Stated goal A:
In the package documentation, what does GetLogger return when no logger is found in the context?
Stated goal B:
Reproduce everything in the package documentation from "func MaybeError(context.Context) error" down to "func MaybePanic(context.Context)".

Source document:
* * *

GetLogger retrieves logger from context, or returns slog.Default() if not found.

func GetRand ¶

func GetRand(ctx context.Context) *rand.Rand

GetRand retrieves the random number generator from context, or creates a new one if not found If seed was set in scenario, the generator will be deterministic

func MaybeCancelContext ¶

func MaybeCancelContext(ctx context.Context) (context.Context, context.CancelFunc)

func MaybeDelay ¶

func MaybeDelay(ctx context.Context)

func MaybeError ¶

func MaybeError(context.Context) error

func MaybeNetworkChaos ¶

func MaybeNetworkChaos(context.Context, string, int)

func MaybePanic ¶

func MaybePanic(context.Context)

func RecordError ¶ added in v0.5.1

func RecordError(ctx context.Context)

RecordError records an error via context-attached recorder (no-op if absent).

* * *

Raw data:
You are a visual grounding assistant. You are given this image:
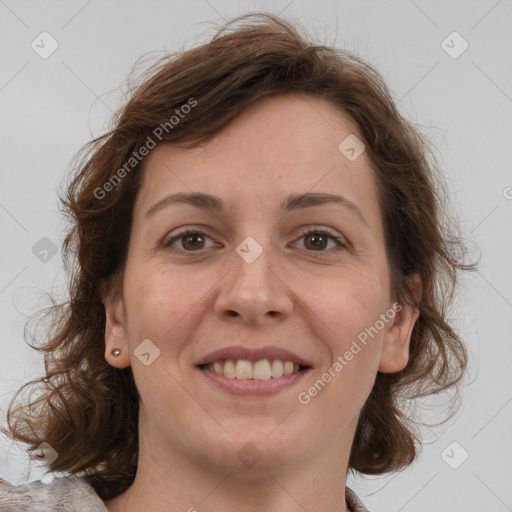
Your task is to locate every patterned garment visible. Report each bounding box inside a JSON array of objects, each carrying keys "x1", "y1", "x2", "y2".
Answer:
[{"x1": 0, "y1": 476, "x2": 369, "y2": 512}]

* * *

Right answer A:
slog.Default()

Right answer B:
func MaybeError(context.Context) error

func MaybeNetworkChaos ¶

func MaybeNetworkChaos(context.Context, string, int)

func MaybePanic ¶

func MaybePanic(context.Context)